▸ Exercise goal:
Give back the lines of the entries below exactly as written, from the first line to the line holding "column 19, row 93", both included, with the pictures omitted.

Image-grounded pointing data
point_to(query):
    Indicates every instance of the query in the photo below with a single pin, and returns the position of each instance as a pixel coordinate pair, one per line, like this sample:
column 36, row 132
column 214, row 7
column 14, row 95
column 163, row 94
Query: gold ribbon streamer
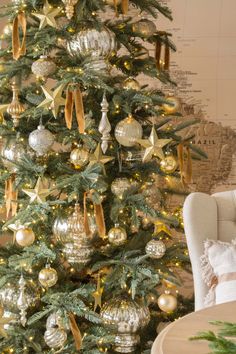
column 74, row 98
column 18, row 48
column 10, row 196
column 185, row 165
column 158, row 53
column 99, row 216
column 75, row 331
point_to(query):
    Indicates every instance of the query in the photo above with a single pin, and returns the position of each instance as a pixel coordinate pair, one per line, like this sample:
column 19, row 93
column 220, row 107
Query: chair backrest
column 207, row 217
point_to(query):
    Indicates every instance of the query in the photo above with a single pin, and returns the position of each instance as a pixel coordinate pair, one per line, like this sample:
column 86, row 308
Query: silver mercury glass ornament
column 104, row 125
column 128, row 317
column 41, row 140
column 95, row 46
column 22, row 302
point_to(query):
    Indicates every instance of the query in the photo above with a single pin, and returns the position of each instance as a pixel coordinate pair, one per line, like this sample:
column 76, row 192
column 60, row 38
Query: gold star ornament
column 98, row 157
column 53, row 99
column 39, row 193
column 153, row 146
column 47, row 17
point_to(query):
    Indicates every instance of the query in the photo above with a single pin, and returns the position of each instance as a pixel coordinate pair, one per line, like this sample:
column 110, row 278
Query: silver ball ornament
column 41, row 140
column 155, row 249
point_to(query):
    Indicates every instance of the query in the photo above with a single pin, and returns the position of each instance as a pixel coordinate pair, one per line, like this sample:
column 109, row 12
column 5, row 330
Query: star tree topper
column 153, row 146
column 53, row 99
column 39, row 193
column 47, row 17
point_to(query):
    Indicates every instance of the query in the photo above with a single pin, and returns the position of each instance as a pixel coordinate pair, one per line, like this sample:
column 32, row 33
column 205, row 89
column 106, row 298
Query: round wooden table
column 174, row 339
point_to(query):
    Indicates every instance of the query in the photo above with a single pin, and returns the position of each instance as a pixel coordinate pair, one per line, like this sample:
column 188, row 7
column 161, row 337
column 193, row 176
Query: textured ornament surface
column 128, row 131
column 41, row 140
column 43, row 67
column 155, row 249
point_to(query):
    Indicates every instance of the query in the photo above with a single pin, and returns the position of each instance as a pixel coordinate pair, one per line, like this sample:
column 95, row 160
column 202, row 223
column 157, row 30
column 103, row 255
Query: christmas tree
column 83, row 145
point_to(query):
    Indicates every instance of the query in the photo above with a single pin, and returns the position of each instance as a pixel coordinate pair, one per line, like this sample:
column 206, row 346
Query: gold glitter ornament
column 48, row 276
column 128, row 131
column 25, row 237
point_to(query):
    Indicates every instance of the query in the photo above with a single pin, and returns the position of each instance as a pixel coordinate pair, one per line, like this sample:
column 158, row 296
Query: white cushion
column 219, row 271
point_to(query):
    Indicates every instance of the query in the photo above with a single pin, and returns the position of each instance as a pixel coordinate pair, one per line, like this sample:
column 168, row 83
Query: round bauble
column 128, row 317
column 55, row 337
column 169, row 164
column 144, row 27
column 94, row 44
column 119, row 186
column 167, row 302
column 48, row 277
column 43, row 67
column 131, row 84
column 117, row 235
column 128, row 131
column 12, row 151
column 41, row 140
column 174, row 105
column 155, row 249
column 79, row 157
column 25, row 237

▸ Answer for this exercise:
point_to(query):
    Indicates every instance of the query in the photo below with a single pin, and returns the position of each instance as a pixel coordinate pair, one per line, like this sample:
column 36, row 132
column 214, row 7
column 14, row 95
column 163, row 94
Query: gold ribbon streamer
column 74, row 98
column 18, row 48
column 10, row 196
column 185, row 165
column 158, row 53
column 99, row 216
column 75, row 331
point_to(query):
    Indicates every instance of the query in the photo above with a single pin, and returns the position of each instance as a pixel coordinate pair, one per line, like this sample:
column 19, row 93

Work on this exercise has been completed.